_Exercise description_
Rewrite the data below with every "marker" changed to "dot" and nothing else altered, and leave the pictures out of your answer.

-------- Supplied records

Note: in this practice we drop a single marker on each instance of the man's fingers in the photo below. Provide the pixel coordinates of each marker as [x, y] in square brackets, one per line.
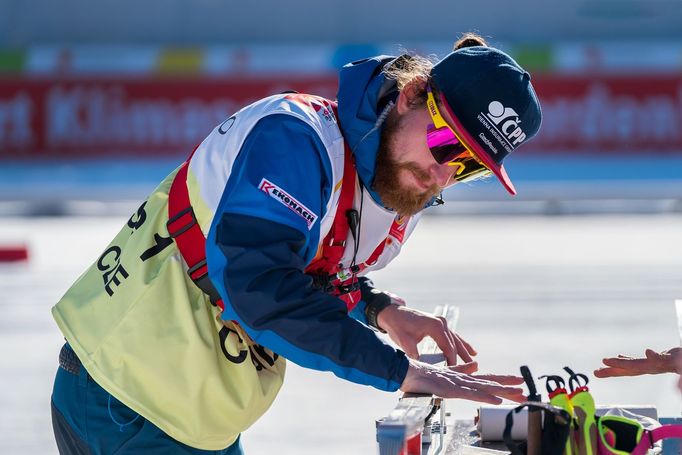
[462, 350]
[611, 372]
[469, 348]
[466, 368]
[636, 366]
[503, 379]
[490, 387]
[446, 345]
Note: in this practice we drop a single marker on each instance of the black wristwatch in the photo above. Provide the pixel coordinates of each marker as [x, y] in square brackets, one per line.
[377, 302]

----------------

_Reply to the task_
Note: in this practice we drop a single dot on each instance of the man's fingers in the photo below. Provide the pixel coordinates of each dot as [x, y] in square brackets, one per line.
[462, 350]
[611, 372]
[469, 348]
[466, 368]
[636, 366]
[503, 379]
[490, 387]
[446, 345]
Note: in this practice we drop a single dot on each instance of the black wristwatch in the photo above. Provide the pixel coordinates of each dot as [x, y] in square brackets, one per line.
[377, 302]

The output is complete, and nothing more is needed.